## Start SELECTED EXTRACT

[10] RFR 8134512 : provide Alpha-Numeric (logical) Comparator

Jason Mehrens jason_mehrens at hotmail.com
Fri Sep 29 14:42:01 UTC 2017

Makes sense on the sub-sequences having to be string.  Looks good.


From: Ivan Gerasimov <ivan.gerasimov at oracle.com>
Sent: Thursday, September 28, 2017 3:19 PM
To: Jason Mehrens; core-libs-dev
Subject: Re: [10] RFR 8134512 : provide Alpha-Numeric (logical) Comparator

Thank you Jason for valuable input!

On 9/28/17 7:22 AM, Jason Mehrens wrote:
> Ivan,
> Am I correct that subtraction of code points is safe from underflow due to the range of Character.MIN_CODE_POINT and Character.MAX_CODE_POINT?  That would explain why you are not using Integer.compare.
Right.  Since codepoints are all positive, it should be safe to subtract

> One alternative to calling CharSequence.subSequence is to use CharBuffer.wrap(CharSequence csq, int start, int end).  The sub-sequences are short lived so that may be faster in the String case.
Yes, it's a good point, given how expensive String.subSequence() is.
The disadvantage of using CharBuffer.wrap() is that it wouldn't be
possible to use the standard String comparators as the custom
With the current implementation, it is possible (with additional casts,
of course) because we know that String.subSequence returns a String object.

To be honest, I see no easy way to optimize the String case with the use
of a custom comparator because we need to pass to it portions of the
input as String objects.
One possibility might be to recognize common cases, like using the
standard comparators (for example, String.CASE_INSENSITIVE_ORDER) in
place of the custom alphaComparator, and then execute special variant of
the routine, which doesn't create explicit subsequences, but works on
the entire sequence instead.

At this point, however, it's probably too early to do such optimizations.

## End SELECTED EXTRACT
## Start SUPPLIED ENTRIES

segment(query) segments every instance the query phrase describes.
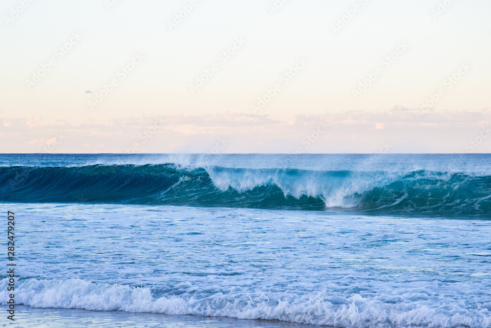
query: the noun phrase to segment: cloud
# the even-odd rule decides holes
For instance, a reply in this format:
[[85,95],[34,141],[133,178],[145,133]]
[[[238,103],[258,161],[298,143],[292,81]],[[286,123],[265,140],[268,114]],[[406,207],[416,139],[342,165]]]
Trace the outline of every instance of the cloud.
[[[155,128],[158,120],[163,125]],[[141,153],[200,153],[226,137],[226,152],[291,153],[303,147],[302,140],[321,122],[328,127],[305,152],[372,152],[381,143],[389,142],[394,152],[463,152],[468,140],[491,122],[491,110],[436,111],[420,120],[409,110],[391,110],[300,115],[284,120],[227,113],[87,119],[79,123],[39,118],[2,120],[9,125],[2,128],[0,139],[0,152],[4,153],[36,152],[37,146],[60,131],[67,138],[55,152],[124,153],[138,143]],[[34,125],[36,128],[29,127]],[[491,151],[491,142],[486,143],[480,151]]]

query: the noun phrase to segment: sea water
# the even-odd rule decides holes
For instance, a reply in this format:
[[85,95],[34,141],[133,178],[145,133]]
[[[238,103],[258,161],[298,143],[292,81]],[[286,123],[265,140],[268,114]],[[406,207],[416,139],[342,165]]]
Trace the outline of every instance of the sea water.
[[490,159],[0,155],[17,323],[491,327]]

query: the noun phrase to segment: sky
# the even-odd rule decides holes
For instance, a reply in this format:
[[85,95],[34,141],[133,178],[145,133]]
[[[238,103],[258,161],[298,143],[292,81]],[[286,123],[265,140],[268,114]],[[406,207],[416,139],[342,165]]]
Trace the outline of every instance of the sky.
[[490,13],[4,0],[0,152],[489,152]]

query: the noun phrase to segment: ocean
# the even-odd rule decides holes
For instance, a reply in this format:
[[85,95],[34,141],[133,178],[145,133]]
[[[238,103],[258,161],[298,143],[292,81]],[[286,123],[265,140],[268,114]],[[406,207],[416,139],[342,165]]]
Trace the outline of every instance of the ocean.
[[491,327],[490,160],[1,154],[0,324]]

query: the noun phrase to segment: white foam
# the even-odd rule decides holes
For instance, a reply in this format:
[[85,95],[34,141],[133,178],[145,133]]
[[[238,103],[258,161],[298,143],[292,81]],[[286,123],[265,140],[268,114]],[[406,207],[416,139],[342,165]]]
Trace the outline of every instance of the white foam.
[[[3,304],[7,299],[8,283],[7,279],[0,282],[0,300]],[[338,298],[345,301],[334,305],[326,300],[325,296],[329,294],[326,291],[301,296],[279,293],[218,293],[201,298],[155,298],[148,288],[95,284],[80,279],[29,279],[19,282],[18,286],[17,303],[38,308],[225,316],[354,328],[479,328],[491,325],[489,304],[483,304],[472,313],[458,301],[431,307],[415,301],[417,294],[371,298],[355,294],[347,299]]]

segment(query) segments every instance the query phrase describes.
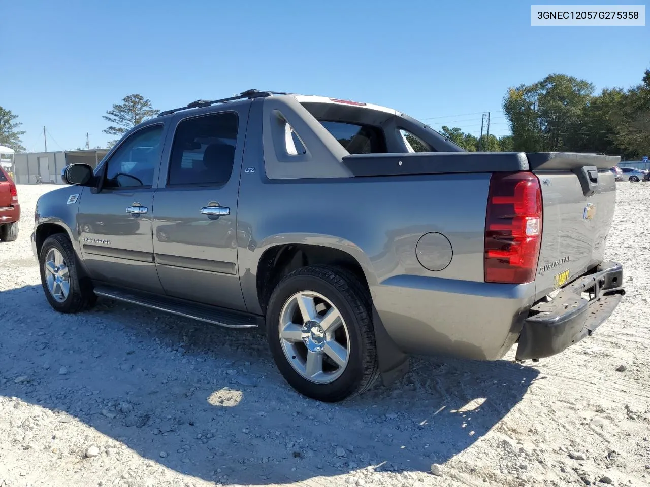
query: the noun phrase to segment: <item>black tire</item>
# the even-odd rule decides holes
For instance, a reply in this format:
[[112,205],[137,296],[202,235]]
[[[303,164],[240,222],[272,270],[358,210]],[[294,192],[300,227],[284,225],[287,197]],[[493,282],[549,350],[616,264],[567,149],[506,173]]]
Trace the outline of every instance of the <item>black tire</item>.
[[[282,308],[294,293],[318,293],[336,306],[349,335],[348,364],[341,376],[328,384],[316,384],[298,373],[285,356],[280,336]],[[285,276],[276,286],[266,310],[266,335],[280,373],[300,393],[328,403],[361,393],[379,377],[370,299],[359,280],[347,271],[330,266],[309,266]]]
[[[55,248],[58,250],[66,260],[70,277],[70,292],[65,300],[58,301],[47,288],[46,280],[46,256],[47,252]],[[97,295],[92,291],[92,286],[87,279],[80,279],[77,256],[70,239],[64,234],[57,233],[47,237],[43,242],[40,255],[38,256],[40,268],[41,284],[47,301],[57,311],[61,313],[77,313],[92,307],[97,301]]]
[[15,242],[18,238],[18,222],[0,225],[0,240]]

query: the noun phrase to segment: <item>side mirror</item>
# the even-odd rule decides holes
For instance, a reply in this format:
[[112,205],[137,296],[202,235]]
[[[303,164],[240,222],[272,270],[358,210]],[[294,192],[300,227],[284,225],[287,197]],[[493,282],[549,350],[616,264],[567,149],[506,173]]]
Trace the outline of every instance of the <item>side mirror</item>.
[[64,183],[75,186],[90,186],[94,179],[92,168],[88,164],[70,164],[61,175]]

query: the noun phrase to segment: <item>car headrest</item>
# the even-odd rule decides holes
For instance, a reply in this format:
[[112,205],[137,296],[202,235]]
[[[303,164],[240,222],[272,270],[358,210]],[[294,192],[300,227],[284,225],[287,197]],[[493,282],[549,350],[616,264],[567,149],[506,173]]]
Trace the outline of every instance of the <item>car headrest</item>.
[[233,172],[235,147],[227,144],[211,144],[205,147],[203,162],[210,182],[226,182]]

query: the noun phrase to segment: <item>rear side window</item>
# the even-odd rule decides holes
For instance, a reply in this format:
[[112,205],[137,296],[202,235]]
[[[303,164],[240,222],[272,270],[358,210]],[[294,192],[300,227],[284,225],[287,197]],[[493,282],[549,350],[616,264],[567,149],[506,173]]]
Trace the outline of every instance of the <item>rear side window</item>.
[[372,125],[319,121],[350,154],[382,154],[386,151],[384,131]]
[[400,130],[400,134],[404,138],[406,147],[412,149],[410,149],[409,152],[435,152],[426,142],[416,137],[408,131],[402,129]]
[[235,163],[235,113],[204,115],[178,124],[170,159],[170,185],[228,182]]

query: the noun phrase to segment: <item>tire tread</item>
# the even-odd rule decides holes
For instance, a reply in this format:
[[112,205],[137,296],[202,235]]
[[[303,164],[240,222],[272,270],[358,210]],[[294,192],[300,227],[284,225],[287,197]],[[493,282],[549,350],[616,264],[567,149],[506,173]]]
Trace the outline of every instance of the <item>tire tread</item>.
[[[278,283],[271,294],[269,308],[271,307],[271,303],[278,299],[278,295],[281,292],[284,283],[300,276],[318,278],[335,288],[352,308],[360,329],[363,350],[361,377],[337,395],[332,395],[323,400],[337,402],[362,393],[372,386],[380,375],[369,293],[359,279],[346,269],[337,266],[315,264],[296,269],[285,276]],[[267,326],[271,327],[274,325],[269,323]]]
[[[46,288],[45,281],[43,279],[44,269],[42,260],[47,249],[53,246],[53,244],[56,242],[63,250],[65,254],[66,260],[68,262],[68,273],[70,277],[70,293],[71,299],[69,302],[58,303],[52,297],[49,291]],[[43,242],[41,247],[41,253],[39,256],[39,266],[41,268],[41,281],[43,284],[43,290],[46,293],[46,296],[50,305],[57,311],[62,313],[74,314],[80,311],[84,311],[92,307],[97,301],[96,295],[92,292],[92,287],[89,282],[85,280],[79,279],[79,273],[77,269],[77,254],[72,247],[68,236],[62,233],[57,233],[51,235]]]

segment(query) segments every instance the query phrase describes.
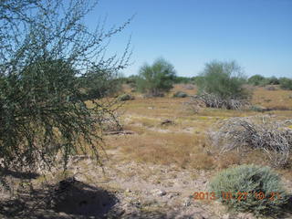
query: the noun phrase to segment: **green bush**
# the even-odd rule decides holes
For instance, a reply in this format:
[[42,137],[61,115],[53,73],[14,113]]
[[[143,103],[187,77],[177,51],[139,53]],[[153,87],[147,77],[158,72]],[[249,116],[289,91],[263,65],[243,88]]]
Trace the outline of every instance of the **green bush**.
[[[241,165],[228,168],[212,180],[210,187],[223,203],[235,211],[277,214],[287,202],[280,177],[269,167]],[[232,198],[227,198],[227,193],[231,193]],[[247,193],[246,196],[245,193]],[[260,193],[266,197],[260,199]]]
[[173,98],[186,98],[188,95],[182,91],[177,91],[173,94]]
[[130,94],[122,94],[119,97],[120,101],[127,101],[133,99],[134,98],[130,96]]
[[281,78],[279,79],[280,87],[283,89],[292,89],[292,79],[287,78]]
[[198,96],[206,107],[237,110],[238,106],[245,105],[250,97],[244,87],[245,77],[235,61],[207,63],[195,82]]
[[150,66],[145,64],[140,68],[137,89],[149,97],[158,97],[172,89],[175,70],[172,64],[159,58]]

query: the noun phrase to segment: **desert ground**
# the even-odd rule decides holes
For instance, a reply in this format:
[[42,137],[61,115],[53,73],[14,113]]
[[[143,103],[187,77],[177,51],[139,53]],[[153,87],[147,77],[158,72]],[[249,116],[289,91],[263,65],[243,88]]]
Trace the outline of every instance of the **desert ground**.
[[[256,218],[251,213],[227,211],[216,201],[193,200],[193,194],[208,192],[212,177],[227,167],[271,166],[260,151],[219,154],[208,133],[218,121],[235,117],[291,120],[292,91],[275,88],[250,88],[256,110],[200,108],[193,111],[187,104],[189,97],[172,95],[178,90],[195,95],[194,86],[175,85],[165,97],[147,99],[125,86],[124,92],[135,99],[119,109],[123,131],[105,132],[102,167],[90,156],[77,154],[65,172],[60,167],[46,176],[39,172],[20,177],[11,172],[15,198],[2,193],[6,201],[0,218]],[[292,193],[289,163],[273,168]],[[68,178],[72,176],[73,182]],[[58,194],[61,183],[71,184]],[[292,218],[291,210],[291,205],[283,208],[283,218]]]

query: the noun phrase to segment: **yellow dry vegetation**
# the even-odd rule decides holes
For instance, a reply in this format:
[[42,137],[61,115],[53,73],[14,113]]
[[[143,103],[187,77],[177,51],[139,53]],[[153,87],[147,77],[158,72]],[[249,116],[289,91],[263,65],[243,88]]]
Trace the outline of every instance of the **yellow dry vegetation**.
[[[176,85],[164,98],[144,99],[139,93],[131,93],[135,99],[126,101],[120,109],[123,111],[121,122],[125,130],[136,134],[107,136],[106,149],[119,149],[123,161],[176,165],[178,168],[222,169],[242,163],[269,164],[261,151],[231,151],[219,156],[218,150],[211,147],[207,138],[207,132],[215,122],[228,118],[272,115],[276,120],[291,119],[292,99],[289,97],[292,91],[278,88],[276,90],[253,89],[252,104],[275,110],[203,109],[194,113],[185,108],[189,98],[172,98],[178,90],[189,95],[196,93],[195,89],[190,89],[186,85]],[[165,120],[173,123],[162,125]]]

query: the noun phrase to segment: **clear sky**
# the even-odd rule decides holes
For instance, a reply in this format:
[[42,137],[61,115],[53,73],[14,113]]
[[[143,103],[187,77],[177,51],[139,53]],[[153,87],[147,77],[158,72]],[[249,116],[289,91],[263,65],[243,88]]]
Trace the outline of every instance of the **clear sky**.
[[292,78],[292,0],[100,0],[87,22],[107,16],[118,26],[134,14],[109,49],[121,54],[131,35],[126,76],[162,57],[179,76],[235,59],[247,76]]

## End SUPPLIED ENTRIES

TASK SET:
• 1. In the comparator thread, what alternative to calling CharSequence.subSequence does Jason suggest?
• 2. Write out the stretch of the comparator thread from "On 9/28/17 7:22" through "expensive String.subSequence() is.", swapping "faster" for "quicker".

RESPONSES PER TASK:
• 1. CharBuffer.wrap(CharSequence csq, int start, int end).

• 2.
On 9/28/17 7:22 AM, Jason Mehrens wrote:
> Ivan,
> Am I correct that subtraction of code points is safe from underflow due to the range of Character.MIN_CODE_POINT and Character.MAX_CODE_POINT?  That would explain why you are not using Integer.compare.
Right.  Since codepoints are all positive, it should be safe to subtract

> One alternative to calling CharSequence.subSequence is to use CharBuffer.wrap(CharSequence csq, int start, int end).  The sub-sequences are short lived so that may be quicker in the String case.
Yes, it's a good point, given how expensive String.subSequence() is.